── EXTRACT

Horrible culture, dysfunctional leadership with no integrity - Anonymous Employee- Former Employee Dual Entry Employee Review

1.0
21 May 2026
Recommend
CEO approval
Business outlook

Pros

The people. Genuinely brilliant humans who deserved so much better than this

Cons

I don’t even know where to begin. The founders. Ohhh, the founders. Two men so deeply convinced of their own genius that they have apparently never once entertained the possibility that they might be wrong. Ever. In their lives. They walk into rooms with the energy of people who split the atom and the qualifications of people who failed chemistry twice. Every meeting felt like watching someone prompt ChatGPT “just got funding, what now?” and call it a strategy. Now let’s talk about the product. The allegedly AI-Native ERP. It’s barely a GL. Some days debits became credits, credits became debits, assets became liabilities and liabilities just… became equity. You could run a balance sheet and an AR aging report, same account, same company, same date, same period and get two completely different numbers. Which one is right? Nobody knows. The engineers don’t know, product doesn’t know. God doesn’t know. Just VIBES. I have never experienced a larger gap between external branding and internal reality in my entire career. The website and public narrative portray this polished “AI-native accounting platform revolutionizing finance.” The actual internal experience felt more like watching people duct-tape a collapsing group project together in real time while pretending everything was fine. Go read Benitago reviews. Same founders. Same playbook. Hire smart people, work them to the ground, lie to investors, lie to customers, lie to employees. Misrepresent everything. The only thing that changed is the industry. The reviews are shockingly consistent. Almost like a pattern. Almost like a choice.

────

PROBLEM TO WORK ON: Please translate this sentence from the employee review into Spanish: "I have never experienced a larger gap between external branding and internal reality in my entire career." Nothing here requires the listing.

── DATA FOR ANALYSIS

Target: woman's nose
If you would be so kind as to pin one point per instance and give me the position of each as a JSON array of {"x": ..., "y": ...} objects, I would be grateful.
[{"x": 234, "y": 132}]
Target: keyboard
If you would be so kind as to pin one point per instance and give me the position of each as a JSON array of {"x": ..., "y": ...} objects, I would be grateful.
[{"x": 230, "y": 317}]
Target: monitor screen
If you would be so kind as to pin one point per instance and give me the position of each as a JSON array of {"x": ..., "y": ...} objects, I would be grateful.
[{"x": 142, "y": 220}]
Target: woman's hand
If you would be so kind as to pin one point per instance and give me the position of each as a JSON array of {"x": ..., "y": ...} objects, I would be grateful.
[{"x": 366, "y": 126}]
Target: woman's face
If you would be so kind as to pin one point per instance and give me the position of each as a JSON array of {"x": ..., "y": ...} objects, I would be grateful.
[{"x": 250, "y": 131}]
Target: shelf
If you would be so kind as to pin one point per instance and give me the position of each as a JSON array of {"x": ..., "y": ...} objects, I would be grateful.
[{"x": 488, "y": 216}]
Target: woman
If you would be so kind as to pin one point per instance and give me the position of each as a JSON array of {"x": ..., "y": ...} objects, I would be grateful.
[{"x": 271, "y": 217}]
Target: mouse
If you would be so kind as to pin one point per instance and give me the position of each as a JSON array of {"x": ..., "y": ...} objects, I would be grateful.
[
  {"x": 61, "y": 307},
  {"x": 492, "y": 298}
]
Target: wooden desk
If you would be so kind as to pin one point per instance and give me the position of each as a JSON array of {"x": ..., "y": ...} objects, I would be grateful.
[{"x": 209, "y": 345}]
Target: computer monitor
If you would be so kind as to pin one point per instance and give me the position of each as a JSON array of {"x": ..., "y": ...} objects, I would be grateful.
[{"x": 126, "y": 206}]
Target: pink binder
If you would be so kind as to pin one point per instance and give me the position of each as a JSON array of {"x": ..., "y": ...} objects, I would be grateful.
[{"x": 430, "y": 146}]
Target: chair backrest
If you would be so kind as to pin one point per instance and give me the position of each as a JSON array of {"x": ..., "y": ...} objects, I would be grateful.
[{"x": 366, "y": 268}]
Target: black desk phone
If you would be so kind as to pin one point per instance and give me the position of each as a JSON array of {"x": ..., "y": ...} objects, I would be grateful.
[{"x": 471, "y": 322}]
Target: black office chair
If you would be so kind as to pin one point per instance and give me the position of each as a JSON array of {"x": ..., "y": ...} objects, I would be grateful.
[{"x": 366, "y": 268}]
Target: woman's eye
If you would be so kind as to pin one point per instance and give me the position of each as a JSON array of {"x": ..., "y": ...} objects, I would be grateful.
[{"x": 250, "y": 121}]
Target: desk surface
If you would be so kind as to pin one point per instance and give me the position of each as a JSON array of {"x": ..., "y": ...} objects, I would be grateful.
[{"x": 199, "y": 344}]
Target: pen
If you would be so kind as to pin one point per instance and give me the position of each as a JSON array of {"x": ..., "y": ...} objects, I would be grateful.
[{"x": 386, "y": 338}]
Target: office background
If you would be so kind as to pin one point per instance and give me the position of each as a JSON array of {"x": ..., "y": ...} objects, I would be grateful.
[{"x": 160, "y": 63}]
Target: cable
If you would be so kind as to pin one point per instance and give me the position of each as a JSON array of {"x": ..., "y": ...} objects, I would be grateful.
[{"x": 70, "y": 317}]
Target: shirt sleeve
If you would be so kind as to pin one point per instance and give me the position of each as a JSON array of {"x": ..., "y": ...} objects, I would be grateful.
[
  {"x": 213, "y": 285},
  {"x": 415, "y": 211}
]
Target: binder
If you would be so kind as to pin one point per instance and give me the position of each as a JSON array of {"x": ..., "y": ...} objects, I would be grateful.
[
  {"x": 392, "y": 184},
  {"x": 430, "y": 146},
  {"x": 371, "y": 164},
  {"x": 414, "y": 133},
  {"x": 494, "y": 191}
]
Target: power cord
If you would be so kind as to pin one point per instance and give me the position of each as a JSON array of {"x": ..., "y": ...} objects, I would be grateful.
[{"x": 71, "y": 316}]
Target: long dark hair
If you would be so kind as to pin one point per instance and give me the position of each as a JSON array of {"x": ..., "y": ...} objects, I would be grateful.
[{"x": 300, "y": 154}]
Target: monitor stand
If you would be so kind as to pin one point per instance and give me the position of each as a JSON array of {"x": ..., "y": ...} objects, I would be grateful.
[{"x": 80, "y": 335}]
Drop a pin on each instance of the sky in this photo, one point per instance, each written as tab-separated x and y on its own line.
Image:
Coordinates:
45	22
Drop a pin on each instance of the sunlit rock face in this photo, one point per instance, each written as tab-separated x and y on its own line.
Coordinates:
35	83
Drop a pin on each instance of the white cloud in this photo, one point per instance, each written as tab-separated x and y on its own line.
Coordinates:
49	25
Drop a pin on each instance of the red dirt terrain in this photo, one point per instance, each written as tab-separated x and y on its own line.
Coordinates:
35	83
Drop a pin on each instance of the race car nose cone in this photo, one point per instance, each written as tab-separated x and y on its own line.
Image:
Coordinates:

────
── DATA FOR ANALYSIS

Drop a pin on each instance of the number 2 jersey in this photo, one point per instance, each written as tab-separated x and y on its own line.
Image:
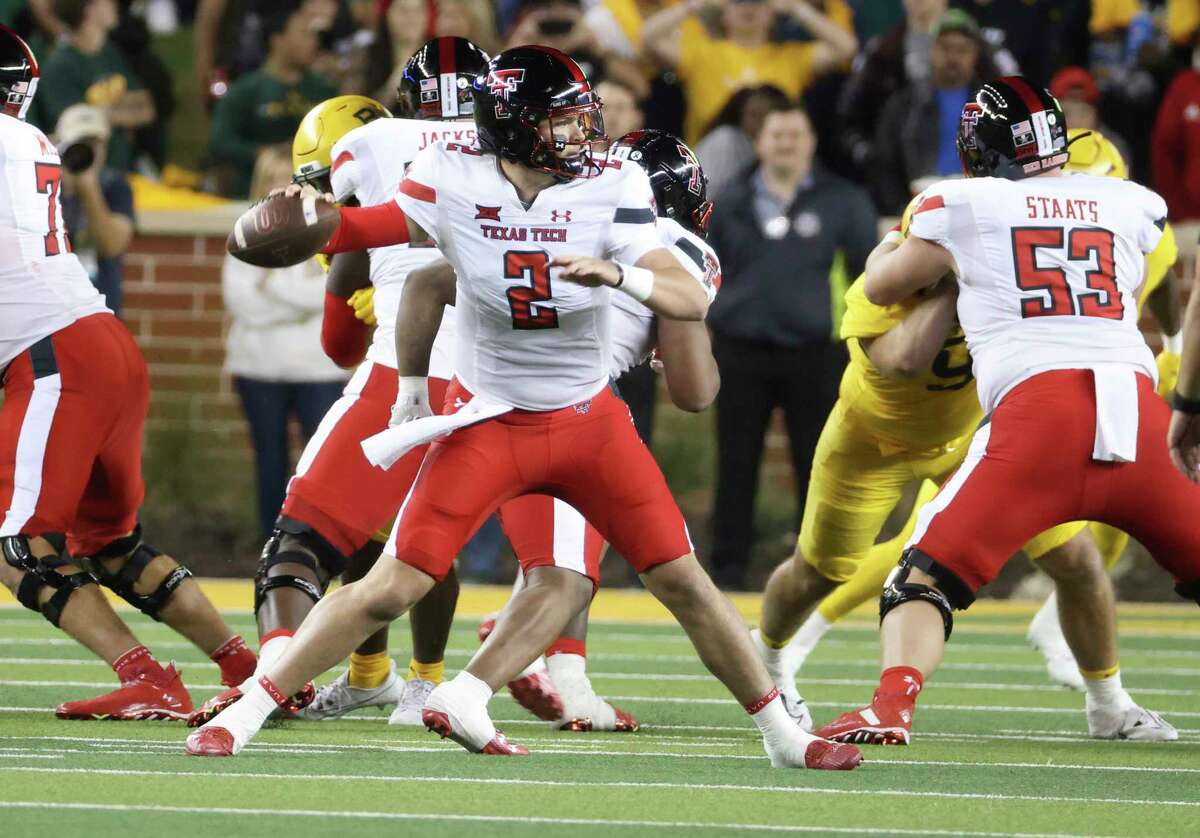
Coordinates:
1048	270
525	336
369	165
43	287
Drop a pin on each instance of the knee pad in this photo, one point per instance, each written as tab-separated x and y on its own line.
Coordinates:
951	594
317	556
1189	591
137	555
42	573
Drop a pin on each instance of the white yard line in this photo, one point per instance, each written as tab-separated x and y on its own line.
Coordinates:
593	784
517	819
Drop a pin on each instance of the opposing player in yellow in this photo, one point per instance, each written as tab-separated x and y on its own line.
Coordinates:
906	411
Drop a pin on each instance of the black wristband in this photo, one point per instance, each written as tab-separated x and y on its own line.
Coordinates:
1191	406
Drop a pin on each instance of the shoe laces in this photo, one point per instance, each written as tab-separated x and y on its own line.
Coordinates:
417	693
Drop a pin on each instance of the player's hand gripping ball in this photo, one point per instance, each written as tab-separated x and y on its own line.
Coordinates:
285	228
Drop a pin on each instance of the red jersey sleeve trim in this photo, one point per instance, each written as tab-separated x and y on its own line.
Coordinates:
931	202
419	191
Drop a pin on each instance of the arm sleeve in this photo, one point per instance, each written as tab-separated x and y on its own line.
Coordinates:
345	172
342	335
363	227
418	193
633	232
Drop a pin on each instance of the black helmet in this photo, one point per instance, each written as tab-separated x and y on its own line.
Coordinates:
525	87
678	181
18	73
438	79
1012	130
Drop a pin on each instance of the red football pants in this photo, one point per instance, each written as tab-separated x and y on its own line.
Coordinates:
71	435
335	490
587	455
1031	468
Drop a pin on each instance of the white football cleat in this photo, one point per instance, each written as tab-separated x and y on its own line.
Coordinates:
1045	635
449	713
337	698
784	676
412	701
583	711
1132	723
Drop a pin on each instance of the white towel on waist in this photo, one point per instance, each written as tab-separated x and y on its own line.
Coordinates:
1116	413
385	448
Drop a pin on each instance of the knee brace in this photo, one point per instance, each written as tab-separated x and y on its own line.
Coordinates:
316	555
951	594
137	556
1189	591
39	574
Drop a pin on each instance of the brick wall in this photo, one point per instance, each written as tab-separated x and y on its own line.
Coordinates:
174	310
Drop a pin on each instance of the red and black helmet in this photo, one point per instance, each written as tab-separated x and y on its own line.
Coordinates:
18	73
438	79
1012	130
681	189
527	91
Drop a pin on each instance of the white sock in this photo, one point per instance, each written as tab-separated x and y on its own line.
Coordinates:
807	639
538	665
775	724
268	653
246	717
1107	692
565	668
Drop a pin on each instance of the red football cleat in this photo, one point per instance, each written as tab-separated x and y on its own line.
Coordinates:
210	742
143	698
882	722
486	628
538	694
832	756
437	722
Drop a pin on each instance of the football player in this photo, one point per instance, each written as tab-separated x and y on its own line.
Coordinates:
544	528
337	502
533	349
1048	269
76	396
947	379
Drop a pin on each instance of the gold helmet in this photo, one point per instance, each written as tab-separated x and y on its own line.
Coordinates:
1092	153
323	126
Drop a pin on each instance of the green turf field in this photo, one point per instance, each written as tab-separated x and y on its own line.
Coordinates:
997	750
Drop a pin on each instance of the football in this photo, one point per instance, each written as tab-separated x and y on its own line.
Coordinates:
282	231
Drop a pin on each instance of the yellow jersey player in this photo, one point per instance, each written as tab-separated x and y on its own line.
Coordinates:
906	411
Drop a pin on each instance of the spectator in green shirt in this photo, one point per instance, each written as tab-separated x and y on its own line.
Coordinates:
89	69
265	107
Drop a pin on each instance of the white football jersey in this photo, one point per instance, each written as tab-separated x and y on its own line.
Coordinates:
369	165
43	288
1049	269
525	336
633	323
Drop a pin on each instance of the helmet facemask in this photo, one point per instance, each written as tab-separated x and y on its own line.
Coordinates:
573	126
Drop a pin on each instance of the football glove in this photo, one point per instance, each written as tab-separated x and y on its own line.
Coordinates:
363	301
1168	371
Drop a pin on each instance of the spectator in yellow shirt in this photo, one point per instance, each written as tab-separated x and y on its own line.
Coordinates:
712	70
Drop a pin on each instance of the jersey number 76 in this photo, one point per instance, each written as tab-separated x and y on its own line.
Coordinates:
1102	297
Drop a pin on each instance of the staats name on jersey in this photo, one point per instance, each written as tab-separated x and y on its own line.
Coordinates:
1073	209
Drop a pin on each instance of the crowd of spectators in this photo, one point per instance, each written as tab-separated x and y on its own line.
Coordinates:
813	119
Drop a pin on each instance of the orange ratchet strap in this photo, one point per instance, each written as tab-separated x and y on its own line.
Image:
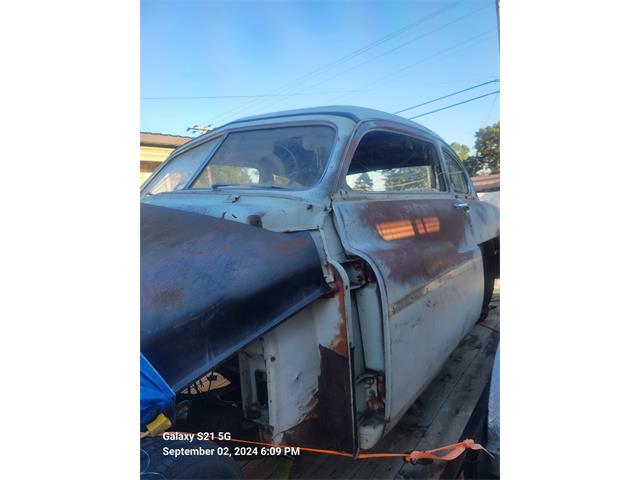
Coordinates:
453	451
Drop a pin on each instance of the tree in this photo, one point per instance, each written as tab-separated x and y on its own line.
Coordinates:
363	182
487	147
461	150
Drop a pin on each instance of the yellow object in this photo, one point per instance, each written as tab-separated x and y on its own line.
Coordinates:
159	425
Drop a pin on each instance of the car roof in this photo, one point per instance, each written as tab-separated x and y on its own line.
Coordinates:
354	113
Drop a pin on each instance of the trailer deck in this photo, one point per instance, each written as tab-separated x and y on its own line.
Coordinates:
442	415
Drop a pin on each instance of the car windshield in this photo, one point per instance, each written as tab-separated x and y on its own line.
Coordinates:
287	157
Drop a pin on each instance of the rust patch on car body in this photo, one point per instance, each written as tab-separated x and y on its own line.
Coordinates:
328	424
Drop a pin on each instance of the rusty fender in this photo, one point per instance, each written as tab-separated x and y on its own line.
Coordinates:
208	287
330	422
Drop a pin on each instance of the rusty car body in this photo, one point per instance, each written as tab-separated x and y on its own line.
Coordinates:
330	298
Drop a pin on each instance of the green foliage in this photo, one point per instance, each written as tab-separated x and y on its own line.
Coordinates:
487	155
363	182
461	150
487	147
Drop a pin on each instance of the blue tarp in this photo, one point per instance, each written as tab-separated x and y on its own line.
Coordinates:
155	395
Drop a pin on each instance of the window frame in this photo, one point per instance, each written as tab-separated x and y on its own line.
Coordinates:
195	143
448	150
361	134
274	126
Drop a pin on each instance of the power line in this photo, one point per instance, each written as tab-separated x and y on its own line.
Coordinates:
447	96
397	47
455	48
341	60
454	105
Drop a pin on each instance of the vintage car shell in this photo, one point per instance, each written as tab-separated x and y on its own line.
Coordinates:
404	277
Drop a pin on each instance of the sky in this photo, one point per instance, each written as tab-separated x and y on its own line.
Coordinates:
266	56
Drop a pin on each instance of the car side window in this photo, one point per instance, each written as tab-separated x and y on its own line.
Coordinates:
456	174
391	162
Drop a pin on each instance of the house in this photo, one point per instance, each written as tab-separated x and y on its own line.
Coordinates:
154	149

────

ANSWER SECTION: Nunca he experimentado una brecha mayor entre la imagen de marca externa y la realidad interna en toda mi carrera.